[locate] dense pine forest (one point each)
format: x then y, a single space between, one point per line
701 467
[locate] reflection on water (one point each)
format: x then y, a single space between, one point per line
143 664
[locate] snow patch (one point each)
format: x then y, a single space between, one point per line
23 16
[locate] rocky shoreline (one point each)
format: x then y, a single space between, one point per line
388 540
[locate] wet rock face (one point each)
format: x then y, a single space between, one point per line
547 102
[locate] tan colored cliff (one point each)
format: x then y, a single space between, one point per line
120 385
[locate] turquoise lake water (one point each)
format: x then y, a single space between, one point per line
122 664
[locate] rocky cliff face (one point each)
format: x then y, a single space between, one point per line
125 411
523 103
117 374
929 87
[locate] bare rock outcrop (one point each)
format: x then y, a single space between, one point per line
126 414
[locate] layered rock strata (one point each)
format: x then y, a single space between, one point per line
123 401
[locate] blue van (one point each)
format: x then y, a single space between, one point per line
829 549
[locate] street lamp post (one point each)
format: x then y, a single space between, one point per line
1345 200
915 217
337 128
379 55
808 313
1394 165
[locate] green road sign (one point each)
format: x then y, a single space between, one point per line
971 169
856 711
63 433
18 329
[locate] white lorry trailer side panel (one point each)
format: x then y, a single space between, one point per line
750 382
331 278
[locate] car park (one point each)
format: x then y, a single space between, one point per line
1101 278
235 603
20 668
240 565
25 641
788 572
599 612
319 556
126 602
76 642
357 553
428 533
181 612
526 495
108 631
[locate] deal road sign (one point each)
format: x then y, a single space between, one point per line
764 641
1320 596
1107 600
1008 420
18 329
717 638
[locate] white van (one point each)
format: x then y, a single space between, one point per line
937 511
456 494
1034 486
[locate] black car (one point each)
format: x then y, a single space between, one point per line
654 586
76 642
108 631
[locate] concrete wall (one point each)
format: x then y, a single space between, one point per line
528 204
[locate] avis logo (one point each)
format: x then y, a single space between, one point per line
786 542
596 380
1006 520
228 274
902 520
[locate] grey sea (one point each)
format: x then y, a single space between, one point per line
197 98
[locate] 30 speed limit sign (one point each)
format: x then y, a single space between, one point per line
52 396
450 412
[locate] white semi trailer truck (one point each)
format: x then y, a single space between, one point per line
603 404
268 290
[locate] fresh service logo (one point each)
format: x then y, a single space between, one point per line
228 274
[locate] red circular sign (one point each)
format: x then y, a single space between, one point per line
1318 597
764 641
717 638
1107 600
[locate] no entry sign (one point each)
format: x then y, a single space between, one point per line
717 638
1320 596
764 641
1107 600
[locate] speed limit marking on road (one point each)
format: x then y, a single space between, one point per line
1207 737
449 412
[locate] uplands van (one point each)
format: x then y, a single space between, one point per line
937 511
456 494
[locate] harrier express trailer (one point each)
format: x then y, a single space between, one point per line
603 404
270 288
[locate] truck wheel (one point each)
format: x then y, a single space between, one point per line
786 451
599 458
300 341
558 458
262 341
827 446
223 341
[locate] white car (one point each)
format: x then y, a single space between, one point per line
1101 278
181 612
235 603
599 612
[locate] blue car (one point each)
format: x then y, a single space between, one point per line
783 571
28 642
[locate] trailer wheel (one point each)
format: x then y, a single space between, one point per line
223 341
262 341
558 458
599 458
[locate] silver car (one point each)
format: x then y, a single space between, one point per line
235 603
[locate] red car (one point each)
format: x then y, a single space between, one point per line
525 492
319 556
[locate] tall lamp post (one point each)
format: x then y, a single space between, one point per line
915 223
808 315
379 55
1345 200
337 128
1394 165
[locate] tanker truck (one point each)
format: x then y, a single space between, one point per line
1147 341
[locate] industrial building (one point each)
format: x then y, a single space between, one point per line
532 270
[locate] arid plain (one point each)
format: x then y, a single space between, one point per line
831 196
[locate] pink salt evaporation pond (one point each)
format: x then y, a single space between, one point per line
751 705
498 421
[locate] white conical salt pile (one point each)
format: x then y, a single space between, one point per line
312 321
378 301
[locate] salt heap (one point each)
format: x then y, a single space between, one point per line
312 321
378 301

○ ○ ○ ○ ○ ○ ○

▶ AIM: Type the material above out again, exactly.

▶ RESPONSE FOR THIS EXERCISE:
[locate] dense pine forest (one point each)
format: x then y, a single space between, one point per line
701 467
[locate] reflection on water (one point each)
format: x then y, a single space between, one point per line
143 664
[locate] snow patch (one point each)
format: x then y, a single space between, one point per line
23 16
[locate] rocky shoreline (one point each)
format: x then y, a single space between, one point per line
388 540
[locate] wet rock face (one point each)
format: x then y, a single space between, one point per line
547 102
[locate] tan colored cliff (one point each)
format: x then y, a single space between, one point per line
120 385
[locate] turquoise lake water (one point each)
format: x then y, a single space between, one point per line
122 664
[locate] rocky cliff face (one point each)
format: x then y, a single space between, one point per line
125 411
523 103
117 374
929 87
[locate] bare rock outcrop (one point each)
format: x then y, a single space between, one point per line
126 414
[locate] layered rock strata (one point each)
format: x then y, a single space between, one point per line
123 401
[locate] blue van (one point each)
format: x then y, a single space between, one point per line
829 549
[locate] street lamp post (one point each)
format: x then y, a single space between, one point per line
1345 200
915 217
337 128
379 55
808 313
1394 165
[locate] green road sign (one point each)
format: x then y, a single space between, one point per line
971 169
856 711
63 433
18 329
[locate] white lorry trailer side panel (one point each)
format: x then y, a single space between, one point per line
750 382
331 278
[locate] car park (one point each)
format: x then y, a single space between, one point per line
1101 278
235 603
20 668
240 565
25 641
788 572
599 612
319 556
126 602
76 642
357 553
428 533
181 612
526 495
108 631
[locate] deal road sign (one point each)
format: x then y, a single space between, one point per line
764 641
1320 596
1107 600
1008 420
18 329
717 638
[locate] white van (one point each)
format: x then y, a single space between, one point per line
937 511
456 494
1034 486
[locate] black car (one point each)
format: x then y, a single space between, one point per line
654 586
76 642
108 631
[locate] concrete wall (one point each)
format: x then y, a single space between, one point per line
528 204
[locate] avis logo (one point each)
format: x then y, a single space between, one point per line
786 542
596 380
1006 520
228 274
902 520
[locate] grey sea (one point each)
format: x then y, a single space between, one point per line
197 98
[locate] 30 speed limit sign (one point each)
format: x then y, a single space between, one point per line
52 396
450 412
[locate] white semi trailer truck (one point each)
format: x then y, a single space between, one point per line
603 404
268 290
[locate] fresh service logo (one point each)
format: x then y, a single space between, one point per line
228 274
[locate] red circular sign (one point each)
format: x then y, a single space between, one point per line
1318 597
764 641
717 638
1107 600
[locate] no entry sign (one point each)
format: x then y, a single space between, one point per line
717 638
1320 596
764 641
1107 600
[locate] speed limit marking on road (one point each)
format: x then y, a single space between, one point per line
1207 737
449 412
[locate] uplands van (one point each)
format: x then y, a single space between, one point per line
937 511
456 494
[locate] harrier express trailer (one point each)
format: x then y, a single space between, one point per line
603 404
270 288
[locate] truck wheel (one point each)
format: x then y, a single space between, one point per line
786 451
599 458
300 341
558 458
262 341
827 446
223 341
[locate] white car (one point each)
format: x then y, a single space between, one point per line
1101 278
181 612
235 603
599 612
[locate] blue car (one point each)
format: x then y, a single space between, one point per line
783 571
28 642
[locate] trailer wheel (one point each)
format: x then y, a single space between, one point per line
223 341
262 341
558 458
599 458
[locate] silver car (one point each)
format: x then y, a single space between, one point per line
235 603
[locate] red car (one point each)
format: x then y, a single space between, one point per line
525 492
319 556
[locate] tall lamp post (one point each)
format: x then y, a single space between, one point per line
915 223
808 315
379 55
1345 200
337 128
1394 165
[locate] tanker truck (one point each)
format: x then y, a single space between, one point per line
1147 341
[locate] industrial building (one point each)
format: x then y, a single space between, one point per line
532 270
[locate] arid plain (one point each)
format: x then y, a single space between, one point per line
831 196
[locate] pink salt evaporation pond (one point each)
format: x then y, a single space between, one point per line
751 705
498 421
[locate] white conical salt pile (one point each)
format: x then y, a single space between, one point per line
312 321
378 301
[locate] salt heap (one point each)
format: x then y, a single space between, one point per line
312 321
378 301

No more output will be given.